* _Goal of the exercise_
Please return unchanged every line of the records below, from the line containing "Shelf-set audit: indicate the frozen" through the last line of the records, both ends included.

* _Data supplied_

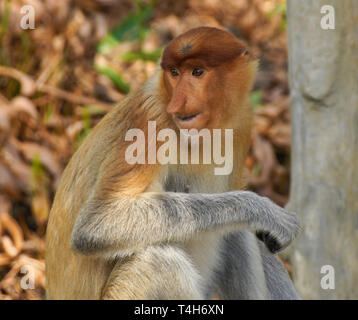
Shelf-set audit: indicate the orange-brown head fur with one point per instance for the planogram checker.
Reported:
(207, 73)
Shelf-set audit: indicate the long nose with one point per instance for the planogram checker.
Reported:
(178, 100)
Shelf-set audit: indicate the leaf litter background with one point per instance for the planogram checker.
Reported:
(58, 80)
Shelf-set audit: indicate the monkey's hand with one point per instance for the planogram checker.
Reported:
(276, 227)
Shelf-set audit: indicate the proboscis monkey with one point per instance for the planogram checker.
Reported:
(121, 229)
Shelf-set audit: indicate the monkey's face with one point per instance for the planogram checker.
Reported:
(189, 95)
(206, 71)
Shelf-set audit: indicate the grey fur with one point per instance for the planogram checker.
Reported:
(237, 276)
(176, 217)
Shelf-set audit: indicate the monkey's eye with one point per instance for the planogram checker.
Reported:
(174, 72)
(197, 72)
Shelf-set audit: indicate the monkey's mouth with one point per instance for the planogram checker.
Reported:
(186, 118)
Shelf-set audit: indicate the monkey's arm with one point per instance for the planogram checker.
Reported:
(249, 271)
(131, 223)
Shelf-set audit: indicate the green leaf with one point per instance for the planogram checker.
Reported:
(131, 29)
(142, 55)
(256, 99)
(115, 77)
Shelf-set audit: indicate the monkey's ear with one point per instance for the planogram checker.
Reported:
(244, 52)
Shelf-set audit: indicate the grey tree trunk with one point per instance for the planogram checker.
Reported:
(323, 67)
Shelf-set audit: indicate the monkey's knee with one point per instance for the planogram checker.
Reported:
(158, 273)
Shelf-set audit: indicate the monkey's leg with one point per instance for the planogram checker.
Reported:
(249, 271)
(157, 272)
(278, 282)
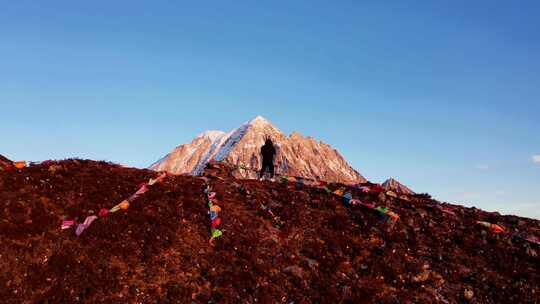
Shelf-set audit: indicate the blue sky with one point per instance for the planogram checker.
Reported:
(442, 95)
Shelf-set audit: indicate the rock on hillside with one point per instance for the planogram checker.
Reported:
(281, 243)
(393, 185)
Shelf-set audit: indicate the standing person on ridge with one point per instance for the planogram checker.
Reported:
(267, 152)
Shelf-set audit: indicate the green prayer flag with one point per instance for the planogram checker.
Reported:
(216, 233)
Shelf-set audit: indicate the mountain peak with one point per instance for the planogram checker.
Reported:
(259, 120)
(296, 155)
(212, 134)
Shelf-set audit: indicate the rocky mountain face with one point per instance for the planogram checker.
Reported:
(4, 160)
(296, 155)
(393, 185)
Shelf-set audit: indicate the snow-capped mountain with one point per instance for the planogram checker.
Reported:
(296, 155)
(394, 185)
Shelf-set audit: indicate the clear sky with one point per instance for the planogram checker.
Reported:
(442, 95)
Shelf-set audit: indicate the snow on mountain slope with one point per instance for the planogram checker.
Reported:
(296, 155)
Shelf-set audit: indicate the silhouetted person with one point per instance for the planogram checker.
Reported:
(267, 152)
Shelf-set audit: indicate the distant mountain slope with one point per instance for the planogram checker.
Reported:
(394, 185)
(296, 155)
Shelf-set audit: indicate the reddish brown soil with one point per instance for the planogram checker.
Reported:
(4, 161)
(318, 251)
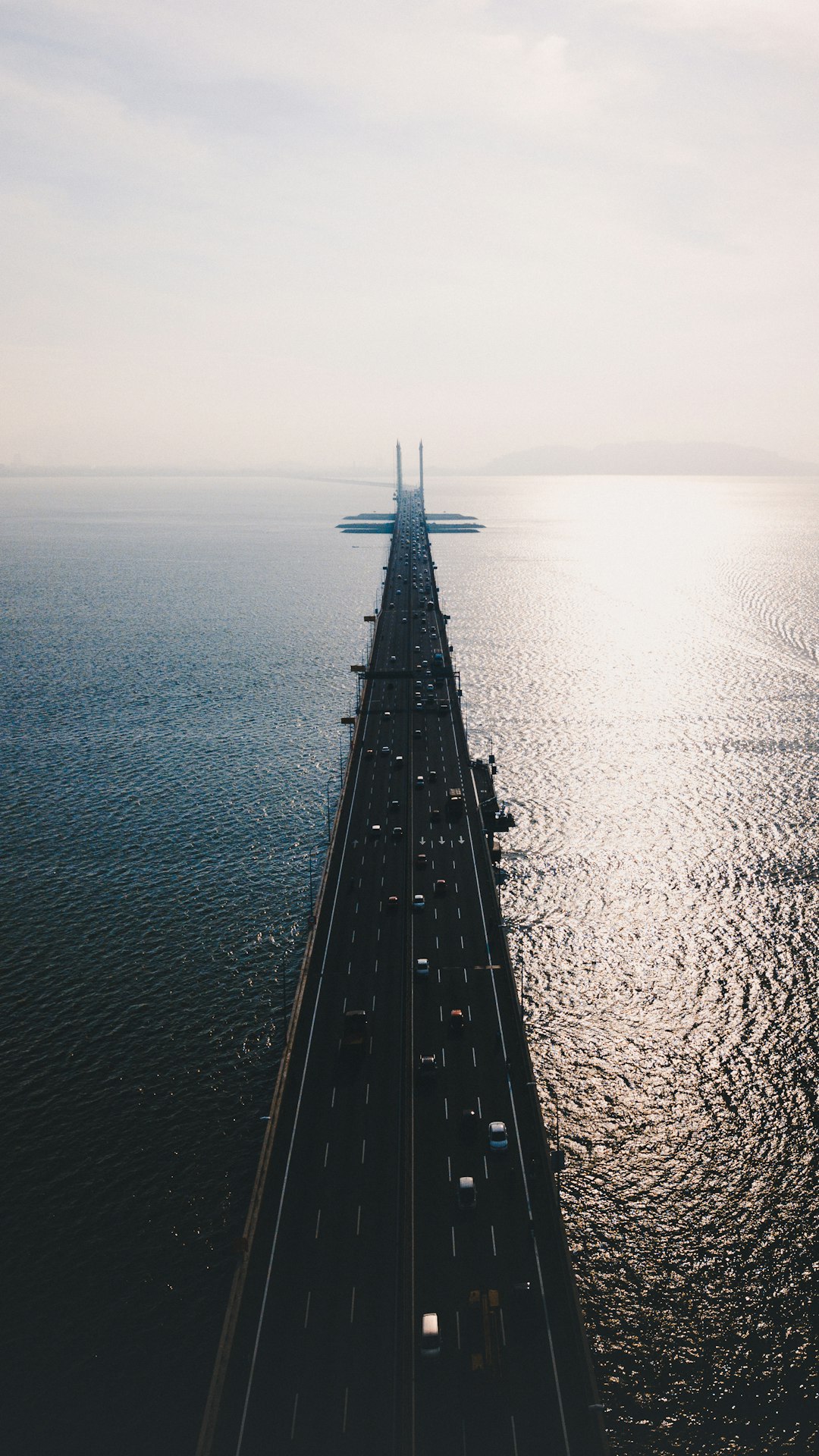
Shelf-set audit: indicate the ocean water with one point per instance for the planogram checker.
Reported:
(643, 658)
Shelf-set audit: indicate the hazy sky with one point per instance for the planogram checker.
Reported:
(253, 232)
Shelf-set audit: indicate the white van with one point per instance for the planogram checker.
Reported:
(430, 1335)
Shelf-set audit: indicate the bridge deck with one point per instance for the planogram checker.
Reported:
(356, 1229)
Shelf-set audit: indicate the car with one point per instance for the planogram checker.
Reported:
(430, 1335)
(466, 1193)
(499, 1138)
(354, 1033)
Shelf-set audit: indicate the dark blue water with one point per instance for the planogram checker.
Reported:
(645, 660)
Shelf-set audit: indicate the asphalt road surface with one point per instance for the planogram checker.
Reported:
(362, 1231)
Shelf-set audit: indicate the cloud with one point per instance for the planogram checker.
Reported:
(789, 28)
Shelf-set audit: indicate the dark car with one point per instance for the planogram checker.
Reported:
(469, 1122)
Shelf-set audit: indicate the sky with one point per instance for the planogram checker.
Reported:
(261, 234)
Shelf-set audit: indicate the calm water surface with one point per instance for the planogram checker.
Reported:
(643, 657)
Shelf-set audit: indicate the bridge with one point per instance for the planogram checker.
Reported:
(406, 1169)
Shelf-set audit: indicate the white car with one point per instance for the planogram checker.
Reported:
(466, 1193)
(499, 1138)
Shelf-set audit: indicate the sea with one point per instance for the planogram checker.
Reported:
(642, 657)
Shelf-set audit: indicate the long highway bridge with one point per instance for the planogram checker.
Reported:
(406, 1169)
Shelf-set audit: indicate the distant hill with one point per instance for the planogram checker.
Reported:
(649, 457)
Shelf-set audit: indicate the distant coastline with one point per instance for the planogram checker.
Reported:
(649, 457)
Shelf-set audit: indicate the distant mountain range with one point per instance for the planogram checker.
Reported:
(649, 457)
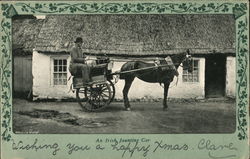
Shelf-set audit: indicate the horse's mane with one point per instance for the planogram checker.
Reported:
(178, 58)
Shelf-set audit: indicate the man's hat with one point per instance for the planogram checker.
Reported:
(78, 40)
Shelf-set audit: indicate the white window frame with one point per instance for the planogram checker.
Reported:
(198, 72)
(52, 58)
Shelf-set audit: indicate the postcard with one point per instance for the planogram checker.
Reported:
(124, 79)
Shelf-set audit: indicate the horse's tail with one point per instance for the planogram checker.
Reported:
(126, 67)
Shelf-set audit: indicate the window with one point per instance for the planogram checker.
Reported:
(60, 72)
(191, 76)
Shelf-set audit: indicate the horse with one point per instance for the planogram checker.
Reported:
(160, 75)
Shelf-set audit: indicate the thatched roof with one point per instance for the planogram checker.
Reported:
(25, 31)
(138, 34)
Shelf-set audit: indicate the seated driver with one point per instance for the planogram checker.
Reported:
(77, 66)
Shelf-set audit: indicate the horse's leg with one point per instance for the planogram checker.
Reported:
(166, 87)
(128, 83)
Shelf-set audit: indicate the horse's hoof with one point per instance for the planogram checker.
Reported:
(128, 109)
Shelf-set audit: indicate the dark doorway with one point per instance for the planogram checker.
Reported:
(215, 76)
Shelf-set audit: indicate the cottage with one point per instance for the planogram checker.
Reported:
(210, 38)
(24, 29)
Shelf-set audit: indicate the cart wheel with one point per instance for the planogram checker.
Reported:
(112, 87)
(80, 96)
(97, 97)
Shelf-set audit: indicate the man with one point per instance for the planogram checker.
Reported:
(77, 66)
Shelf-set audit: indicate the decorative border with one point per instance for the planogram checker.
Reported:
(239, 10)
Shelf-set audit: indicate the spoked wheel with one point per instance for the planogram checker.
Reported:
(97, 96)
(112, 88)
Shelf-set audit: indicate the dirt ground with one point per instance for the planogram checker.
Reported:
(207, 116)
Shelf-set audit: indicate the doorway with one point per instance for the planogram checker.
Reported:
(215, 76)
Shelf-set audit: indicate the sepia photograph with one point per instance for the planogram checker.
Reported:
(124, 74)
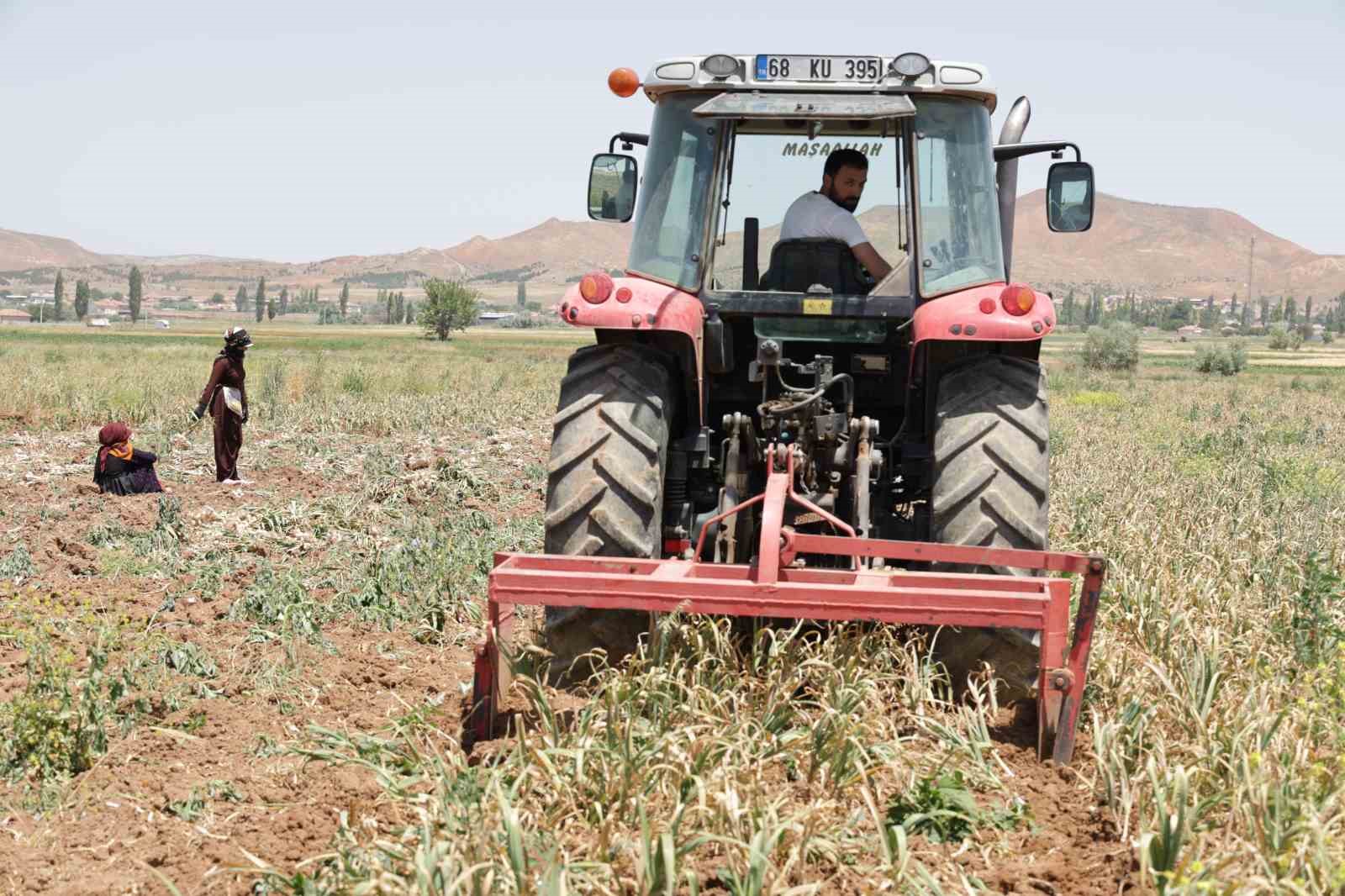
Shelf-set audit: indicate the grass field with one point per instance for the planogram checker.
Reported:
(260, 689)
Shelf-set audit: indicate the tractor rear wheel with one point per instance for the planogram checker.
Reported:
(604, 490)
(992, 488)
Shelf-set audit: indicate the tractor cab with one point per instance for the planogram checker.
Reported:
(737, 140)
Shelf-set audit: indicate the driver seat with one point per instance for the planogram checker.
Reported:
(798, 264)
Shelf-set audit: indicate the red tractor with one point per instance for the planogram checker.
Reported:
(799, 409)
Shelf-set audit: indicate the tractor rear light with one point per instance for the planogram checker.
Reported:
(596, 287)
(623, 82)
(1017, 299)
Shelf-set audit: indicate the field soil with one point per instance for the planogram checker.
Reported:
(260, 688)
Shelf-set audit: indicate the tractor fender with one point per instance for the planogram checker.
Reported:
(958, 316)
(634, 307)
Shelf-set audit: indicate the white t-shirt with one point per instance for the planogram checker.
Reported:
(813, 217)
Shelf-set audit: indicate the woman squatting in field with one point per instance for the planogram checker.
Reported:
(121, 470)
(226, 396)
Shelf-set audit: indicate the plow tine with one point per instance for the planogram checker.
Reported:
(1078, 662)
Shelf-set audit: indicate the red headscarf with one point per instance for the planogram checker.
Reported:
(116, 440)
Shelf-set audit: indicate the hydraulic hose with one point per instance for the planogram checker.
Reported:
(814, 396)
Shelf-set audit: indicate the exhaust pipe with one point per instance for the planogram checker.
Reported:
(1006, 174)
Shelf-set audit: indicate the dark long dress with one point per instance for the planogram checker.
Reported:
(134, 477)
(229, 427)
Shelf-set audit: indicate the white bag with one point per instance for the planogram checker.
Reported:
(233, 400)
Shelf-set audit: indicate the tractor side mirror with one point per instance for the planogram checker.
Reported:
(612, 187)
(1069, 197)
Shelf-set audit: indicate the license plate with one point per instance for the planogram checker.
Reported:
(818, 67)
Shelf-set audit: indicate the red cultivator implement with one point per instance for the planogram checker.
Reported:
(777, 587)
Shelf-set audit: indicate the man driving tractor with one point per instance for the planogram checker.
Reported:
(829, 213)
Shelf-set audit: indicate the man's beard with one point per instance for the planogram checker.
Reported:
(849, 205)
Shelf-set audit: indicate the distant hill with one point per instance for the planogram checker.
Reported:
(1133, 245)
(1174, 249)
(24, 250)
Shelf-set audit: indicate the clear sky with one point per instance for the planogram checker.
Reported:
(300, 131)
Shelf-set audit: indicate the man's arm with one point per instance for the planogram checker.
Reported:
(869, 257)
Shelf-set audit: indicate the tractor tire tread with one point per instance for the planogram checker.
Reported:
(604, 493)
(992, 488)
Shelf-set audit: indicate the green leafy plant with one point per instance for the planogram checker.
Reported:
(945, 810)
(1226, 358)
(1113, 346)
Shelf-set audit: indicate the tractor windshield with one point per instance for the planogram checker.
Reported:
(942, 159)
(958, 210)
(777, 167)
(672, 213)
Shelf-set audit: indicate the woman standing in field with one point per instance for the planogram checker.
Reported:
(226, 397)
(121, 470)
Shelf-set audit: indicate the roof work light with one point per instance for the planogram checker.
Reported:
(911, 65)
(1017, 299)
(720, 65)
(623, 82)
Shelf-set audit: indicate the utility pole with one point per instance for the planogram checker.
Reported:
(1251, 259)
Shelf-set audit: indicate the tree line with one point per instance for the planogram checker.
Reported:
(1205, 313)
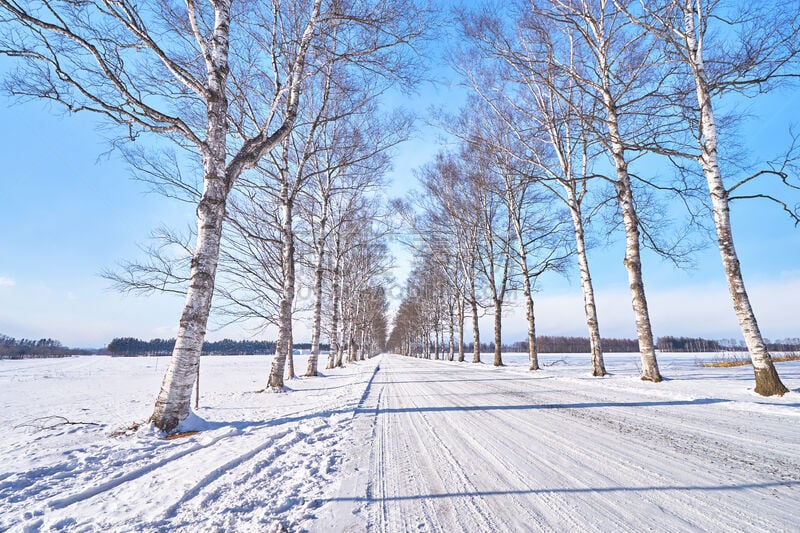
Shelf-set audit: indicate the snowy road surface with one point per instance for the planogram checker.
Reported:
(395, 444)
(454, 448)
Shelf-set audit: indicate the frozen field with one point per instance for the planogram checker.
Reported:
(395, 444)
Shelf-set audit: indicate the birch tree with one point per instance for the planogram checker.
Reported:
(762, 47)
(222, 79)
(541, 108)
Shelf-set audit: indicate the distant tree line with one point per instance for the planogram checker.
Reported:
(561, 344)
(11, 348)
(132, 347)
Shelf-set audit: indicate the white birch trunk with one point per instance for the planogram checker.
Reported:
(333, 349)
(451, 332)
(498, 336)
(461, 320)
(173, 403)
(633, 262)
(282, 348)
(476, 332)
(589, 306)
(768, 383)
(319, 272)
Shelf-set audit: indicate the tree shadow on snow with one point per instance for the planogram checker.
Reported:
(534, 407)
(567, 490)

* _Result for this exercise_
Shelf-set audit: indicate the frozen field with one point per instance for the planogram checker.
Reported:
(395, 444)
Shelf-set audit: indicate the birch tree with one point per instance for the planogram checker.
Reported:
(762, 47)
(222, 79)
(541, 108)
Shelf-set audit: indicate the distant tree line with one point per instance for the planogram checker.
Reported:
(561, 344)
(11, 348)
(132, 347)
Shelf-set audit: indicate the white birch trunk with one point per instance for the planogram checker.
Reported:
(333, 349)
(451, 332)
(498, 336)
(461, 320)
(173, 403)
(633, 262)
(282, 348)
(476, 332)
(589, 306)
(768, 383)
(319, 272)
Shelf-set audit: indicate the tree shadow on snow with one point per instance for the planogram checker.
Reported:
(534, 407)
(567, 490)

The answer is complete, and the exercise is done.